Task prompt: Extract the complete data exactly as given.

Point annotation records
- - - - -

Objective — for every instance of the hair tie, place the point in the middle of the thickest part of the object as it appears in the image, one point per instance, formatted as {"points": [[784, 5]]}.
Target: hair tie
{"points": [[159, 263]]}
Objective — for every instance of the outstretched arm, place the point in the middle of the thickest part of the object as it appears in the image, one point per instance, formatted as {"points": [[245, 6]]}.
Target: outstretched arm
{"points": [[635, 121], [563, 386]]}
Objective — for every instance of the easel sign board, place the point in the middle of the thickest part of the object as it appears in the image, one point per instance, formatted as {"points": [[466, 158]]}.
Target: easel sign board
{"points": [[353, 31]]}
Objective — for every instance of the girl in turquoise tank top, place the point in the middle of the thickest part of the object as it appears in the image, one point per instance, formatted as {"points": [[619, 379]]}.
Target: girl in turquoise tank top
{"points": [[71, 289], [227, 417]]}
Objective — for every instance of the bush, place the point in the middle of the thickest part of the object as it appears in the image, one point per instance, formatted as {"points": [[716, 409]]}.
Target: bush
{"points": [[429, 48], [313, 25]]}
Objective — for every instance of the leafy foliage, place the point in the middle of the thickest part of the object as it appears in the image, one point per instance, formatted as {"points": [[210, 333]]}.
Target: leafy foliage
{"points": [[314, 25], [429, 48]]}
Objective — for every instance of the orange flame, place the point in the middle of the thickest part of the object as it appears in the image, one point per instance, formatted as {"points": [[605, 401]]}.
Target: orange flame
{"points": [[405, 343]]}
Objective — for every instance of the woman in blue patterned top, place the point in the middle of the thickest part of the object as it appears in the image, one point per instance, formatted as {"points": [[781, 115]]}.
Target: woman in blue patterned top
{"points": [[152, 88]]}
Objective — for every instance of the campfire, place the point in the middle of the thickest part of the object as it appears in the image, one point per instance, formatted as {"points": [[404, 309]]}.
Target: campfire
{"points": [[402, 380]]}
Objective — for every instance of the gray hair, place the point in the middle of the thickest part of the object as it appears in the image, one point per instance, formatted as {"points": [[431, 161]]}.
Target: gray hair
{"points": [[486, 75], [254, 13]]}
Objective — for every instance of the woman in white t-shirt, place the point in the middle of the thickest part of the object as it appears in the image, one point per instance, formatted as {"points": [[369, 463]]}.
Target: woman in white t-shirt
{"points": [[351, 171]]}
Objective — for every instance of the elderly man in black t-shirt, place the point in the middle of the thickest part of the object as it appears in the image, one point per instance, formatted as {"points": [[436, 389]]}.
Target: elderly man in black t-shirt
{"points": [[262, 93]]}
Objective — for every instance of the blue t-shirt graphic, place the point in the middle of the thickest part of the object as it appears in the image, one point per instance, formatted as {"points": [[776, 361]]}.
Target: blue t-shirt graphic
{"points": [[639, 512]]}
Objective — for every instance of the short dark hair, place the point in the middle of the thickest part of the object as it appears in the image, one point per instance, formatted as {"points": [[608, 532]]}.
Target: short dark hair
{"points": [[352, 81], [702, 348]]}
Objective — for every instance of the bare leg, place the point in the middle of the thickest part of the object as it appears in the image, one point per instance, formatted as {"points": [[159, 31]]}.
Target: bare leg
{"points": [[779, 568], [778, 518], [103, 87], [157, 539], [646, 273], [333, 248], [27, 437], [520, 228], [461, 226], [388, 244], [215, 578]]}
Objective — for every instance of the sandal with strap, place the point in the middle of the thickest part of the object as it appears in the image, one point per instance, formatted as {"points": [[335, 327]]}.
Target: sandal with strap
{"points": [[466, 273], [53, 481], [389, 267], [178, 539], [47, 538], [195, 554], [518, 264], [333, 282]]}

- - - - -

Response to the exercise:
Objective — for every instance of the hair tie, place the point in the middle of the thickest part of the object as it appears in the image, one point per instance, formatted as {"points": [[784, 5]]}.
Target: hair tie
{"points": [[159, 263]]}
Objective — for every instance of the outstretched arm, place the point in the middle of the thickest part of the object as it appears in the image, one point per instance, formatted as {"points": [[245, 6]]}.
Target: outstretched arm
{"points": [[635, 121], [563, 386]]}
Objective — for every instance of the easel sign board, place the point in the middle of the thickest part of the object as it appears in the image, one point per instance, formatted as {"points": [[466, 158]]}.
Target: easel sign board
{"points": [[353, 31]]}
Objective — for every instance of the girl in turquoise tank top, place the point in the middle of the thickest part of the object as it appears in the image, one point per instance, formatted as {"points": [[619, 379]]}.
Target: girl in turquoise tank top
{"points": [[71, 289], [227, 417]]}
Objective — for every instance of the bush, place the point in the middle of the thickest part of the object as it appears in the image, one point per instance, formatted as {"points": [[716, 409]]}.
Target: bush
{"points": [[429, 48], [313, 25]]}
Objective — for every instance of the leafy foliage, place the point in the middle of the thickest part of the object as it appears in the image, one point per instance, formatted as {"points": [[210, 333]]}.
Target: leafy foliage
{"points": [[314, 25], [429, 48]]}
Objective — for every instance of the orange flame, place the point in the middle of the thickest part of the object as it appears in the image, one point per instance, formatted as {"points": [[605, 401]]}.
Target: orange flame
{"points": [[405, 343]]}
Objective — for every instance of the woman in blue patterned top, place the point in the middle of the thickest part of the object as it appears in the image, one point per instance, formatted as {"points": [[781, 115]]}.
Target: woman in blue patterned top
{"points": [[152, 88]]}
Objective — for every instance of the campfire, place the point in the middle of the thickest part of the object as it appears in the image, one point per instance, formatted as {"points": [[404, 309]]}.
Target: campfire
{"points": [[402, 380]]}
Objective — for every instance of the gray hair, place the point in the middle of the thickest part of the object as it appears in the image, one point per instance, formatted as {"points": [[431, 161]]}.
Target: gray hair
{"points": [[486, 75], [254, 13]]}
Objective — for every instance of the woman in white t-shirt, place the point in the middle of the thickest part of the object as it appears in the image, one point per instance, formatted as {"points": [[369, 463]]}.
Target: woman in white t-shirt
{"points": [[351, 171]]}
Objective — for every instance of the elderly man in black t-shirt, place the point in the middle of the thickest part of the object as it appears in the image, one point per instance, formatted as {"points": [[436, 389]]}.
Target: elderly man in black t-shirt
{"points": [[262, 93]]}
Objective — for every instance of the blue t-shirt graphic, place the point in the middle of the thickest part of the object as it appears in the image, one point per instance, formatted as {"points": [[776, 361]]}.
Target: blue t-shirt graphic
{"points": [[639, 512]]}
Objective — for every instance of the short dark hair, place the point in the middle of the thickest part of the object as it appears in the image, one point per instance, formatted as {"points": [[608, 532]]}.
Target: short dark hair
{"points": [[352, 81], [702, 348]]}
Objective — for every instance of the bare leg, place the point in the middle of the thickest part of the object as it appears in the image, one point per instance, formatted as {"points": [[159, 31]]}.
Target: bare leg
{"points": [[779, 568], [778, 518], [103, 87], [157, 539], [646, 273], [333, 248], [27, 437], [520, 228], [461, 226], [388, 244], [215, 578]]}
Objective — for every instance of the sandal with strap, place the point in the middle of the thickest part of the object as it appears in the image, one point per instance, formatted as {"points": [[335, 327]]}.
Target: sandal with strap
{"points": [[466, 273], [53, 481], [389, 267], [178, 539], [47, 538], [195, 554], [518, 264], [333, 282]]}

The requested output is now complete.